## WHAT TO WORK ON
1) Which philosophers does the review of Sarah Bakewell's book on existentialism name in its "phalanx of cerebral philosophers"?
2) Can you return, word for word, the part of the review of Sarah Bakewell's existentialism book that begins at the words "Bakewell highlights in" and stops after "of existential literature."?
3) Could you carry the review of Sarah Bakewell's existentialism book further, picking up after its last sentence?

## EXCERPT PROVIDED
+--
Sarah Bakewell found herself enraptured by a reading of Jean Paul Sartre’s Nausea, when she was all of sixteen years old. This captivation finds complete expression in her fantastic book that traces the origin of existential philosophy. The compelling attribute of Bakewell’s book lies in the exquisite juxtaposition of philosophy and history. The philosophical bit is tempered and its historical counterpart, rivetingly embellished. In the year 1932, three philosophers sat imbibing the house specialty, ‘apricot cocktails’ in the Bec-de-Gaz bar on the rue de Montparnasse in Paris. Jean Paul Sartre, Simone De Beauvoir and Raymond Aron were engrossed in discussing a new realm of thought “phenomenology” that placed emphasis on examining the seemingly mundane elements of everyday life, “the things themselves”. Raymond Aron, who had just returned from Berlin after being exposed to the phenomenological thinking of the German philosopher Martin Heidegger, innocuously remarked, “If you are a phenomenologist, you can talk about this cocktail and make philosophy out of it!

The spontaneous exclamation by Raymond Aron triggered an insatiable curiosity in Sartre who soon found himself in Berlin to understand more about phenomenology. Pioneered by Edmund Husserl and immortalized by his once protégé and later bête noire, Heidegger, phenomenology was taking Germany by storm. Sartre and De Beauvoir would go on to become the high priest and priestess of “existentialism.” Thinking and writing in the same era that saw a phalanx of cerebral philosophers such as Albert Camus, Maurice Merleau-Ponty, Edmund Husserl, Martin Heidegger, Karl Jaspers and Hannah Arendt, Sartre went on to achieve superstardom. Following a lecture in 1945, Time magazine reported, “Philosopher Sartre. Women swooned.” He would even go on to reject a Nobel Prize for Literature in the 1964.  

Bakewell highlights in splendid fashion the differences between Heidegger and Sartre. Even though the duo met only once, the solitary meeting turned out be more than a mere dampener. On the other hand, Sartre and De Beauvoir remained partners for a whopping half a century, and more. While each of them had their own affairs, they were in consensus when it came to preserving their long term and indelible partnership. De Beauvoir’s magnum opus, The Second Sex marked a colossal achievement in the annals of existential literature.
+--
## DATA ENTRIES
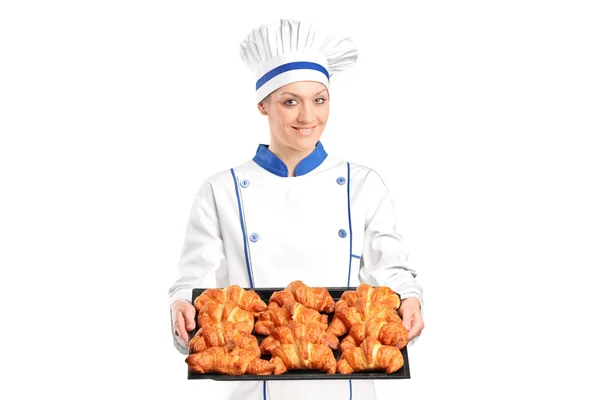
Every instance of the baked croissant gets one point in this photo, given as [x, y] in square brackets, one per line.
[222, 361]
[346, 316]
[218, 320]
[295, 330]
[247, 300]
[378, 294]
[317, 298]
[303, 355]
[388, 333]
[371, 355]
[270, 318]
[291, 311]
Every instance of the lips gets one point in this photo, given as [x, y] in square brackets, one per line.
[304, 131]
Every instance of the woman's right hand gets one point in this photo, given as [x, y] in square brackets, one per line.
[183, 316]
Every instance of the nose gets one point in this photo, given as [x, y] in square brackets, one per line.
[306, 113]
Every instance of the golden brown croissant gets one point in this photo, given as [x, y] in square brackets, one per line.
[247, 300]
[371, 355]
[222, 361]
[388, 333]
[291, 311]
[317, 298]
[305, 315]
[295, 330]
[270, 318]
[218, 320]
[378, 294]
[303, 355]
[346, 316]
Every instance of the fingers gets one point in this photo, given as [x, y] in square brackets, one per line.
[180, 327]
[417, 325]
[189, 314]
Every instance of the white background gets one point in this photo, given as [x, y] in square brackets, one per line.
[482, 117]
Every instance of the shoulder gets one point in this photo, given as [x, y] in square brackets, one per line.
[226, 176]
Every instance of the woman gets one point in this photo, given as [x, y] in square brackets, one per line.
[293, 212]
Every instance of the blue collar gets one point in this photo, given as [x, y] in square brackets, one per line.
[269, 161]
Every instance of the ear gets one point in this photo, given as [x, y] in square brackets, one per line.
[261, 108]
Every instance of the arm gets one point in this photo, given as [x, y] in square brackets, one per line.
[202, 255]
[384, 260]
+--
## OUTPUTS BY TASK
1) Albert Camus, Maurice Merleau-Ponty, Edmund Husserl, Martin Heidegger, Karl Jaspers and Hannah Arendt

2)
Bakewell highlights in splendid fashion the differences between Heidegger and Sartre. Even though the duo met only once, the solitary meeting turned out be more than a mere dampener. On the other hand, Sartre and De Beauvoir remained partners for a whopping half a century, and more. While each of them had their own affairs, they were in consensus when it came to preserving their long term and indelible partnership. De Beauvoir’s magnum opus, The Second Sex marked a colossal achievement in the annals of existential literature.

3)
The main protagonists in Bakewell’s excellent book are Heidegger and Sartre. Occupying an enviable status as a revered philosopher in his halcyon days, Heidegger spent the later years of his life as one of the most reviled personalities of his breed. This was primarily due to his open Nazi affiliations over which the philosopher showed no explicit remorse even after the end of the Second World War. Appointed in 1933 to the post of rector of Freiburg University, Heidegger not only had no qualms in accepting this position, but he also firmly convinced himself that his action was firmly informed by his philosophical belief.

Sartre comes across as a personality of conflicting emotions and attributes. Selfish and pugnacious on one hand, he is also the epitome of magnanimity on the other. Generous to a fault when it came to both monetary and intellectual assistance, Sartre firmly believed in viewing every situation from the perspective and “eyes of the least favoured”, a conviction that led to frequent changing of stance and understandable committing of mistakes.  

My personal favourite amongst the stellar ensemble of philosophers is the affable, unruffled, and amicable, Maurice Merleau-Ponty. Merleau-Ponty was concerned with the way human beings were shaped by structures and forces outside themselves. However, for the fiery Simone De Beauvoir, Merleau-Ponty’s generosity and genial countenance were unmissable traits of bourgeois hypocrisy. An allegation which I would refute vehemently and vigorously.

Bakewell has done an astounding job in enrapturing the learned and the rustic alike with her superb work. While taking care in ensuring that her readers don’t get bogged down by the formidable weight of obscure philosophical musings, she inculcates in them a fervour and an element of curiosity to dive deep into the world of an eclectic band of philosophers who even today continue to exert strong influences from their storied graves. At the Existential Café – An author in vintage form!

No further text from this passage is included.